7/12/2026 at 6:26:16 PM
That intro makes me want to cry, because she's describing what the hope was for augmented reality before Zuck and Tim and every web developer looking for the next step on their career ladder stuck their grubby hands into its chest and squeezed its aorta shut. AR wasn't floating screens. It wasn't hackneyed VR. It was digital bits and bobs integrated into your physical space, onto your physical objects. You know, augmenting them. Like this, but with glasses or a headset instead of a projector. And (particularly at the beginning) not so much hyper-optimized for enterprise productivity, as for doing something small and interesting and maybe a bit useful.We came so damn close, and it's been ~10 years. Maybe this gets people's imaginations going again. Get us ready to take that, er, magic leap forward.

-*-

=== REQUIREMENT 1 ===
In the comment on augmented reality, list every display device named in the sentence that begins "Like this, but with glasses".
The records that come next are separate material and have no connection to the comment on augmented reality.

-*-

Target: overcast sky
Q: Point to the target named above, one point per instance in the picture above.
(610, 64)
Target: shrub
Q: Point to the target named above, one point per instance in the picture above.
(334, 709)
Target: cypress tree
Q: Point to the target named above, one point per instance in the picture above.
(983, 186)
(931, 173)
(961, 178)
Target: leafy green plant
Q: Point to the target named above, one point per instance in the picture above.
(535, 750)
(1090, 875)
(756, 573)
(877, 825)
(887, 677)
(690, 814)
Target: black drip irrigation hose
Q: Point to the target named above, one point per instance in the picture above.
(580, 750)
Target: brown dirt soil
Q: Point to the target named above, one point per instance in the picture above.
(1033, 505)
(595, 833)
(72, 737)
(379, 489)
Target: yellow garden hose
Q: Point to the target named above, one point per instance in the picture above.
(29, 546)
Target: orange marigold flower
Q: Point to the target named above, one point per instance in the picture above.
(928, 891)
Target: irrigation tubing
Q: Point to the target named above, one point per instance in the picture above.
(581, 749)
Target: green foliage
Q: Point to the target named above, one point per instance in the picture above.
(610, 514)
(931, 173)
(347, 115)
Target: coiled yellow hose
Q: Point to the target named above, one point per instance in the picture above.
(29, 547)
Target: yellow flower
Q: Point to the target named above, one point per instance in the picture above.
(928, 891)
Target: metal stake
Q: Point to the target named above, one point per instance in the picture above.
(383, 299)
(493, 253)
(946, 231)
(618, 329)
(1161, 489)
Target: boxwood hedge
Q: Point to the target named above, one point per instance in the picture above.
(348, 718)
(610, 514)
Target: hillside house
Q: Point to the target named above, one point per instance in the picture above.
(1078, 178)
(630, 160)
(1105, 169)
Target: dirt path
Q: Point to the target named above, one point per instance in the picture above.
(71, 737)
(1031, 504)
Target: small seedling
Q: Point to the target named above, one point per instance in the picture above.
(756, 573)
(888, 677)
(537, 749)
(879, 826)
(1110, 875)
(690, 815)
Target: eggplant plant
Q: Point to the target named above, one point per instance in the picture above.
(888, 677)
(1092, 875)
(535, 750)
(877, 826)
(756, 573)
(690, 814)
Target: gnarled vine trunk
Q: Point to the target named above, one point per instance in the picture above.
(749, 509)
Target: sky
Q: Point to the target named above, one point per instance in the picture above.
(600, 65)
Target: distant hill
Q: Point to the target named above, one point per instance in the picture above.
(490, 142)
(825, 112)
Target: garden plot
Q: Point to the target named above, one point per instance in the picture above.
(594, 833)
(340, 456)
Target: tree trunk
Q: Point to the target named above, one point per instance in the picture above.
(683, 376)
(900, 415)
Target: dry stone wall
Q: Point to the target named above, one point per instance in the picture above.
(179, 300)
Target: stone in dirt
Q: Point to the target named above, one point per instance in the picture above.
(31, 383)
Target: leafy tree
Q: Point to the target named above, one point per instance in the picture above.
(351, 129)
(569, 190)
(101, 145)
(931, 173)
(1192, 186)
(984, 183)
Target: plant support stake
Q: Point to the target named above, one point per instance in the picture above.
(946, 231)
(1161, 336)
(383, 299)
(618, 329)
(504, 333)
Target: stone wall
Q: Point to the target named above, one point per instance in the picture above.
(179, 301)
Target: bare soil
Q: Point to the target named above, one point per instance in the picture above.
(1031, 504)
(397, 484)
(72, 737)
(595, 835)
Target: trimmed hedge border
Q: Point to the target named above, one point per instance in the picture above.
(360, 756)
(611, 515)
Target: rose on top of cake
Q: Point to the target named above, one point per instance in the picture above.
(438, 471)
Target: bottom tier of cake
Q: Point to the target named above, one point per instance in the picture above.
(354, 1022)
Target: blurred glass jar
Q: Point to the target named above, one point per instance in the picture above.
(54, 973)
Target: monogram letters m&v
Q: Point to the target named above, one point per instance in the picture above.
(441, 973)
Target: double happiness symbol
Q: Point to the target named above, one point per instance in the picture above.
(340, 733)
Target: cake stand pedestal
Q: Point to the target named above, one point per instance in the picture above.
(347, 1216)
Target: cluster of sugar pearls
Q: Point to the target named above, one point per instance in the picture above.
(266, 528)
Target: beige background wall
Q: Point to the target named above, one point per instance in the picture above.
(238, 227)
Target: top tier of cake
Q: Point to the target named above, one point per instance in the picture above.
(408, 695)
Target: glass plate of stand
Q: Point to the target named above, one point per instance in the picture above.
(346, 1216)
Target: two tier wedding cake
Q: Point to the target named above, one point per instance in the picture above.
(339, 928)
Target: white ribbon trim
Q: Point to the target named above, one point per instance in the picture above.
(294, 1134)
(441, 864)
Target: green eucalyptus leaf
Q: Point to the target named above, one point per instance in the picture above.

-*-

=== REQUIREMENT 2 ===
Echo the part of the records that opens with the line containing "Target: boxwood hedge" and closes with the line containing "(1105, 169)", including both of those lines.

=== SOLUTION 1 ===
glasses, a headset, a projector

=== SOLUTION 2 ===
Target: boxwood hedge
Q: Point to the target named above, one point per instance in the picture above.
(348, 718)
(610, 514)
Target: hillside house
Q: Point to the target named above, one point per instance in the picture above.
(1078, 178)
(630, 160)
(1105, 169)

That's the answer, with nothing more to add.